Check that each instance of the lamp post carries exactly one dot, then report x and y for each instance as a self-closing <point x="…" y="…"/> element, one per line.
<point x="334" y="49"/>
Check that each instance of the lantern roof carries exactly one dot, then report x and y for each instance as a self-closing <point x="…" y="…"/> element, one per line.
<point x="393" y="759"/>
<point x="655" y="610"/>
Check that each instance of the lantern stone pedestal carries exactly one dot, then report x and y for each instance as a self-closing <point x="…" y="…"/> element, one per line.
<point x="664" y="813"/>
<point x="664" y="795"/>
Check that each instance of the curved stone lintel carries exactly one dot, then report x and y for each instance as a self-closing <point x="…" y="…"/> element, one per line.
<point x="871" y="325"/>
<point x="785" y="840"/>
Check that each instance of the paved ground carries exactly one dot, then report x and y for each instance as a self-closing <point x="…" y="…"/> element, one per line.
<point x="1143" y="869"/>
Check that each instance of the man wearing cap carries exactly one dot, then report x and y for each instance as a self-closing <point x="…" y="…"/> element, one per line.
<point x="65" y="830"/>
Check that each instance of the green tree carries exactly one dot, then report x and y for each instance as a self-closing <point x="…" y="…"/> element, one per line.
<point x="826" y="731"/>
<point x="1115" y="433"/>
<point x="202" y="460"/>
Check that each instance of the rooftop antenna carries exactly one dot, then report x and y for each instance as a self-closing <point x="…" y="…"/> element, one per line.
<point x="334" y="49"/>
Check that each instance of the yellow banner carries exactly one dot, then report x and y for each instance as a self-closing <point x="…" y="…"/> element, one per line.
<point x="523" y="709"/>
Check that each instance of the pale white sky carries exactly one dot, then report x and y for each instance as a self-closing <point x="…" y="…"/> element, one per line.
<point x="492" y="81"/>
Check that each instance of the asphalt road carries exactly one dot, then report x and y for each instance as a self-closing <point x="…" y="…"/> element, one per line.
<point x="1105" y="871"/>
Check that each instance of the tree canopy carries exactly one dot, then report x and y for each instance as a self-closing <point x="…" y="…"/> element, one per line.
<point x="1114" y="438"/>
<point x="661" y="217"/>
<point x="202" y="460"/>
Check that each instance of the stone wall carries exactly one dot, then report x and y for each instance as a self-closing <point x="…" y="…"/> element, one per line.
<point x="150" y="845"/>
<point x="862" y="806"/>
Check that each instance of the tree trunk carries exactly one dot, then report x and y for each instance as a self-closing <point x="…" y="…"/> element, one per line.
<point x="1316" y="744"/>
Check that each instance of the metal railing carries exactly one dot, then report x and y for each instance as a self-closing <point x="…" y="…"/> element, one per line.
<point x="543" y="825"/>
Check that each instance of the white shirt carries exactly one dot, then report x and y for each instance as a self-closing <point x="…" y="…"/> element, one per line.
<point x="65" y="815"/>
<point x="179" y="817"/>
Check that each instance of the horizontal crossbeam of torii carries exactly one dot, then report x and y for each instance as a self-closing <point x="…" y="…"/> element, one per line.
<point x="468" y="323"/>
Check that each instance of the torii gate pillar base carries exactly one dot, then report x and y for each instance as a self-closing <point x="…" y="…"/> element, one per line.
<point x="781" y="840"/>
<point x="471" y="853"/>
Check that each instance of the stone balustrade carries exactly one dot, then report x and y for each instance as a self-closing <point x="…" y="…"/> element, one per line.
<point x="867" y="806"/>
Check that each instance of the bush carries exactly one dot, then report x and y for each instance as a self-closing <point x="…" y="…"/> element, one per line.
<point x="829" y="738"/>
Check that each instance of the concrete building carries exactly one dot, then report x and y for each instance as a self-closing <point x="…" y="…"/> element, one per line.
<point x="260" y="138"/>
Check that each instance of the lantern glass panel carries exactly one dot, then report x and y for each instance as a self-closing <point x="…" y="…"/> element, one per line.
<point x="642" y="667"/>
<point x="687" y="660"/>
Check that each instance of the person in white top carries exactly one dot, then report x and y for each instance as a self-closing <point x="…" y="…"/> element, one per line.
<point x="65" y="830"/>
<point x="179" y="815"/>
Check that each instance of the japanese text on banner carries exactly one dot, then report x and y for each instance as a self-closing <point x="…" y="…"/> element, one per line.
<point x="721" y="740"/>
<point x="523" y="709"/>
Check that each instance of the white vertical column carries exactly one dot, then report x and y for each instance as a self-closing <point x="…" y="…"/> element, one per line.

────────────────────────────────────────

- WHAT YOU NEED TO DO: Copy out every entry above exactly.

- FINISHED TASK:
Check that each instance of the lamp post carries exactly one dot, then report x and y for each instance as a self-closing <point x="…" y="…"/> element, one per line.
<point x="334" y="49"/>
Check that each instance of the lantern roof carries exactly one dot, then report x and y for each instance as a self-closing <point x="…" y="…"/> element, one per line.
<point x="393" y="759"/>
<point x="655" y="610"/>
Check that each instance of the lantern stone pedestal carries exactly one dot, then report x and y for each instance as a self-closing <point x="…" y="…"/> element, one per line.
<point x="664" y="813"/>
<point x="664" y="795"/>
Check that each instance of the curved stone lintel carries exactly one dot, then report x and y for each instance as a self-closing <point x="…" y="…"/> element, one per line.
<point x="871" y="325"/>
<point x="785" y="840"/>
Check that each instance of the paved ground carries exactly one dot, then report x and y for each instance as a self-closing <point x="…" y="…"/> element, one per line.
<point x="1143" y="869"/>
Check that each instance of the man wearing cap carries exactly one dot, then report x and y for each instance as a self-closing <point x="…" y="…"/> element, one per line.
<point x="65" y="830"/>
Check that each instance of the green tree carries exactly one dot, then report x and y for each instance as a self-closing <point x="…" y="…"/> element, one per line.
<point x="826" y="731"/>
<point x="1115" y="433"/>
<point x="202" y="460"/>
Check that each instance of the rooftop antenna carries exactly one dot, then report x and y for each instance as a self-closing <point x="…" y="…"/> element, one per line.
<point x="334" y="49"/>
Check that each instance of the yellow banner carries exactly one dot, then report x and y for each instance as a self-closing <point x="…" y="…"/> element, one per line.
<point x="523" y="709"/>
Check that each instance of the pale white sky carries exactly one dot, then report x and y for each instance as a self-closing <point x="…" y="…"/> element, one per line.
<point x="492" y="81"/>
Check that each instance of the asphalt road carries exactly one dot, then report x and y for each instance as a self-closing <point x="…" y="…"/> element, one per line.
<point x="1105" y="871"/>
Check that each instance of the tree canopy carries exactly one dot, then report x and y for each instance as a self-closing <point x="…" y="…"/> element, one per line.
<point x="1114" y="438"/>
<point x="661" y="217"/>
<point x="202" y="460"/>
Check that each instance of the stone wall carries exactly one dot, then report x and y for each instance as a self-closing <point x="…" y="…"/> element, one per line.
<point x="150" y="845"/>
<point x="862" y="806"/>
Check that each instance of the tree trunk carries exactly one dot, then report x and y for each instance as a self-closing <point x="…" y="…"/> element, one per line.
<point x="1316" y="744"/>
Check that each instance of the metal railing carries exactly one dot, then report x and y for each instance as a self-closing <point x="…" y="…"/> element, one per line.
<point x="543" y="825"/>
Check that each instance of the white shirt carries exactly one dot, then report x and y for each instance as a self-closing <point x="…" y="…"/> element, one per line.
<point x="65" y="815"/>
<point x="179" y="817"/>
Check that each instance of the horizontal crossbeam of torii carries exactly one dot, then report x and y for each instance as a self-closing <point x="…" y="…"/> element, one per line.
<point x="468" y="323"/>
Check that each instance of the torii gate pillar base carries exactly one dot, then report x and y for each instance as a self-closing <point x="…" y="…"/> element, one per line.
<point x="781" y="840"/>
<point x="471" y="853"/>
Check that each instance of the stone balustrade carries exactly one dot, then report x and y for each instance as a self-closing <point x="…" y="…"/> element, one per line.
<point x="867" y="806"/>
Check that each instance of the bush carries exactly one dot, then report x and y for each instance as a self-closing <point x="…" y="…"/> element, one per line.
<point x="829" y="738"/>
Check that each instance of the concrete building carries exactly one dot, then report x and y for each instance as a self-closing <point x="…" y="…"/> element, one per line.
<point x="260" y="138"/>
Check that each instance of the lantern glass panel carries exactly one dot, then report x and y for each instance as a self-closing <point x="…" y="…"/> element, one per line.
<point x="642" y="667"/>
<point x="687" y="660"/>
Check that each instance of the person in white top carries exactly one dot, then report x and y for each instance as a self-closing <point x="…" y="…"/> element, one per line.
<point x="65" y="830"/>
<point x="179" y="815"/>
Check that each instance of the japanese text on banner carries exactly one dot, then report x and y for each instance as a self-closing <point x="…" y="…"/> element, one per line.
<point x="721" y="740"/>
<point x="523" y="709"/>
Check that each instance of the white vertical column carries exactly one dot, then report x and y for each instance as a self-closing <point x="…" y="…"/> element, one per line.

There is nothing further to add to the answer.